▶ [Перечень заданий]
1. Переведите на английский язык следующее предложение из текста о Пушкине: «Словно материя одной страсти на лету преобразовалась в иную, непорочную и прозрачную, с тем, однако, чтобы следом воплотиться в прежнем обличье».
2. Продолжите текст о Пушкине, начиная сразу после его последнего предложения.

▶ [Исходный текст]
Но что это? Егозливые прыжки и ужимки, в открытую мотивированные женолюбием юности, внезапно перенимают крылья ангельского парения?.. Словно материя одной страсти на лету преобразовалась в иную, непорочную и прозрачную, с тем, однако, чтобы следом воплотиться в прежнем обличье. Эротическая стихия у Пушкина вольна рассеиваться, истончаться, достигая трепетным эхом отдаленных вершин духа (не уставая попутно производить и подкармливать гривуазных тварей низшей породы). Небесное созданье, воскресив для певца «и божество, и вдохновенье, и жизнь, и слезы, и любовь», способно обернуться распутницей, чьи щедроты обнародованы с обычной шаловливой болтливостью, но и та пусть не теряет надежды вновь при удобном случае пройти по курсу мадонны.
Не потому ли на Пушкина никто не в обиде, и дамы охотно ему прощают нескромные намеки на их репутацию: они — лестны, они — молитвенны...
Пушкину посчастливилось вывести на поэтический стриптиз самое вещество женского пола в его щемящей и соблазнительной святости, фосфоресцирующее каким-то подземным, чтоб не сказать — надзвездным, свечением (тем — какое больше походит на невидимые токи, на спиритические лучи, источаемые вертящимся столиком, нежели на матерьяльную плоть). Не плоть — эфирное тело плоти, ея Психею, нежную ауру поймал Пушкин, пустив в оборот все эти румяные и лилейные ножки, щечки, персики, плечики, отделившиеся от владелиц и закружившиеся в независимом вальсе, «как мимолетное виденье, как гений чистой красоты».
Пушкинская влюбчивость — именно в силу широты и воспламеняемости этого чувства — принимает размеры жизни, отданной одному занятию, практикуемому круглосуточно, в виде вечного вращения посреди женских прелестей. Но многочисленность собрания и любвеобилие героя не позволяют ему вполне сосредоточиться на объекте и пойти дальше флирта, которым по существу исчерпываются его отношения с волшебницами. Готовность волочиться за каждым шлейфом сообщает поползновениям повесы черты бескорыстия, самозабвения, отрешенности от личных нужд, исправляемых между делом, на бегу, в ежеминутном отключении от цели и зевании по сторонам. Как будто Пушкин задался мыслью всех ублажить и уважить, не обойдя своими хлопотами ни одной мимолетной красотки, и у него глаза разбегаются, и рук не хватает, и нет ни времени, ни денег позаботиться о себе. В созерцании стольких ракурсов, в плену впечатлений, кружащих голову, повергающих в прострацию, он из любовников попадает в любители, в эрудиты амурной науки, лучшие блюда которой, как водится, достаются другим.

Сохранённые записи
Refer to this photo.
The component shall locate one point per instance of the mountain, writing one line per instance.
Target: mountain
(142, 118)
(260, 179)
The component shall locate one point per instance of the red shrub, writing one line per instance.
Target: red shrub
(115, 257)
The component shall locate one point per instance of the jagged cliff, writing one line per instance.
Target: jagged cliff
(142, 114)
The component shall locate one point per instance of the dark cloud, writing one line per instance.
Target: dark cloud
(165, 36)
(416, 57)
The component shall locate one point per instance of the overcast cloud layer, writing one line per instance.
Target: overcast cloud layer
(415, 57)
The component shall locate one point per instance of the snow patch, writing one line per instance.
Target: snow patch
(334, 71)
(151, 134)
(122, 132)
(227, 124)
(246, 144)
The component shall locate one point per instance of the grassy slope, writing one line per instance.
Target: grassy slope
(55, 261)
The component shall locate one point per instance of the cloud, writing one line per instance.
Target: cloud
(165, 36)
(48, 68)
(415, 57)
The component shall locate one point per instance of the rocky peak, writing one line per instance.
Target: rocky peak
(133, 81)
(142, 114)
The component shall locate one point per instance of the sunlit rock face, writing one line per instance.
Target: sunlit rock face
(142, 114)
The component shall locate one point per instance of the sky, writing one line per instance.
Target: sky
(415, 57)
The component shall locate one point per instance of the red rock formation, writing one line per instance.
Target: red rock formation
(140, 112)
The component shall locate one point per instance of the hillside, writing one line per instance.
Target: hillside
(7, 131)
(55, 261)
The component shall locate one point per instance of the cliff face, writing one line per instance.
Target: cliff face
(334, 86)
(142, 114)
* * *
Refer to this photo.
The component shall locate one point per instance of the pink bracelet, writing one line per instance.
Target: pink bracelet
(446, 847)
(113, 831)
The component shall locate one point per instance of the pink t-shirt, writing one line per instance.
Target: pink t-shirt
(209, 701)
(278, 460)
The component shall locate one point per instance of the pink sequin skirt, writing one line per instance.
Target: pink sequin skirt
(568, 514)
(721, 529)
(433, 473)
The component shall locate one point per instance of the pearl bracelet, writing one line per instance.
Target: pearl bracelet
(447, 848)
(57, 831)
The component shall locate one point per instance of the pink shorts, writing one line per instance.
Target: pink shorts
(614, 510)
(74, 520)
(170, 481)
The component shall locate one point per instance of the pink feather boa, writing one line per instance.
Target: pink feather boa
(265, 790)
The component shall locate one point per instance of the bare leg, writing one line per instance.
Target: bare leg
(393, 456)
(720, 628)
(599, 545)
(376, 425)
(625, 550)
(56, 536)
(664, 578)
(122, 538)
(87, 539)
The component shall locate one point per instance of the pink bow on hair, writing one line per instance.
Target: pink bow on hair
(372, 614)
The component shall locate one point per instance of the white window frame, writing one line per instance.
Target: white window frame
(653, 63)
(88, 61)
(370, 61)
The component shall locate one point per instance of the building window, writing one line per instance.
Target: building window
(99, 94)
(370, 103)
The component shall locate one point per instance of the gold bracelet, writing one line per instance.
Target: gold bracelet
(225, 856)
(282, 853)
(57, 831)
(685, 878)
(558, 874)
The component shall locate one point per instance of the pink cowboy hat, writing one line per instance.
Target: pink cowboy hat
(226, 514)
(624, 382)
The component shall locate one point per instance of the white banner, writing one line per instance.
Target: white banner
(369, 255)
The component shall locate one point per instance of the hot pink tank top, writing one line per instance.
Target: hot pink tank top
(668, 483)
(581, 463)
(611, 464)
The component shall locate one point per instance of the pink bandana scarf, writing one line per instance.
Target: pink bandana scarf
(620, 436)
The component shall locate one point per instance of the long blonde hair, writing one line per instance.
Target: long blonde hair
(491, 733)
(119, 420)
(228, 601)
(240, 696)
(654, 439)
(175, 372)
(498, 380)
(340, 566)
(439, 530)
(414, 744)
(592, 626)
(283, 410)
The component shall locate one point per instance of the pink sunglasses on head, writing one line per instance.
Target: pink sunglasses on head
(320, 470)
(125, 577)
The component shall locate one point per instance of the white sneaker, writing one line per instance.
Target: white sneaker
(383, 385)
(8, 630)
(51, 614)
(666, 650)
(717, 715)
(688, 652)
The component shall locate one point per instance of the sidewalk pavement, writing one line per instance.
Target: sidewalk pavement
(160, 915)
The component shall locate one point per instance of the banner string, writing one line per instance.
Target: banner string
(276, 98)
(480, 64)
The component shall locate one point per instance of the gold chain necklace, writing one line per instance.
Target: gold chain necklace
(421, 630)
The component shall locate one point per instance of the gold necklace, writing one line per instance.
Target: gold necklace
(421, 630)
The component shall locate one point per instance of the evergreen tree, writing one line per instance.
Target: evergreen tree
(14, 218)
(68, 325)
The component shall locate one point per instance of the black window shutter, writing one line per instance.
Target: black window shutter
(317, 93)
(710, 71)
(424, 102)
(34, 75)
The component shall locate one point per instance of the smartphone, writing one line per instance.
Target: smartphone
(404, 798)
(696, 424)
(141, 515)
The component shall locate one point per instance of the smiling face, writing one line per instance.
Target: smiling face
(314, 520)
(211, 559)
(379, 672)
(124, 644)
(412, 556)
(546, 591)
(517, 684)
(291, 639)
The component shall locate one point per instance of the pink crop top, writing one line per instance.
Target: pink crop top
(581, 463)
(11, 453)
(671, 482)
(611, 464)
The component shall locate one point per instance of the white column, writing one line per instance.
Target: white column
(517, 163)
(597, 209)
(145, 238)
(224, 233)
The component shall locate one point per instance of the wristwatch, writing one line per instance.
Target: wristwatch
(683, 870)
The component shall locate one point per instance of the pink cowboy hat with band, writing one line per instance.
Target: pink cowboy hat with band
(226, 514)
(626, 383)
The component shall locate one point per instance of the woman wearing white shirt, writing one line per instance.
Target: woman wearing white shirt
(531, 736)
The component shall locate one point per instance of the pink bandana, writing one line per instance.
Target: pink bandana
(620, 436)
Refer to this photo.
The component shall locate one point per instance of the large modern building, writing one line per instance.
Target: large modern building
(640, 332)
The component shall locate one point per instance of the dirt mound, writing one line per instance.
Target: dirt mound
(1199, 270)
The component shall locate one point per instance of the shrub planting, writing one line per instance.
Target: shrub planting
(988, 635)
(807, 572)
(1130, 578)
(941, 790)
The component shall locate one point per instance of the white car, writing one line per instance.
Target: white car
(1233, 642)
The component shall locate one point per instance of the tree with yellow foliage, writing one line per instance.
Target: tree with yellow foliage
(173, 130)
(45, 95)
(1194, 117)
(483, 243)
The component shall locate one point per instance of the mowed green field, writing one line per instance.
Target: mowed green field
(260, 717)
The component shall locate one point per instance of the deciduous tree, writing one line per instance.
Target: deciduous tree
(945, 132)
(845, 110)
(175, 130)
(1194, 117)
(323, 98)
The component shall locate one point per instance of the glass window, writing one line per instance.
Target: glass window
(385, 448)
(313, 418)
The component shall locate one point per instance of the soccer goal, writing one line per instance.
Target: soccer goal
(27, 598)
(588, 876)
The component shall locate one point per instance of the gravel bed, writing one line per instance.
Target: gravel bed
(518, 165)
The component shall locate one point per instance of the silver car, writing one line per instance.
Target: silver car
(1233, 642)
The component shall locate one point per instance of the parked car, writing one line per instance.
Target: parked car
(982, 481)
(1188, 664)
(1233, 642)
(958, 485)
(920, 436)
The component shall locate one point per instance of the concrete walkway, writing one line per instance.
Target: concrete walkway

▶ [Ответы к заданиям]
1. As if the substance of one passion had been transformed in mid-flight into another, chaste and transparent, only to take on its former guise again immediately afterward.

2.
Читая Пушкина, чувствуешь, что у него с женщинами союз, что он свой человек у женщин — притом в роли специалиста, вхожего в дом в любые часы, незаменимого, как портниха, парикмахер, массажистка (она же сводня, она же удачно гадает на картах), как модный доктор-невропатолог, ювелир или болонка (такая шустрая, в кудряшках...). С такими не очень-то церемонятся и, случается, поскандалят (такой нахал! такая проныра!), но не выгонят, не выставят, таких ценят, с такими советуются по секрету от свекрови и перед такими, бывает, заискивают.
Ну и, естественно,— таким не отказывают. Еще бы: Пушкин просит!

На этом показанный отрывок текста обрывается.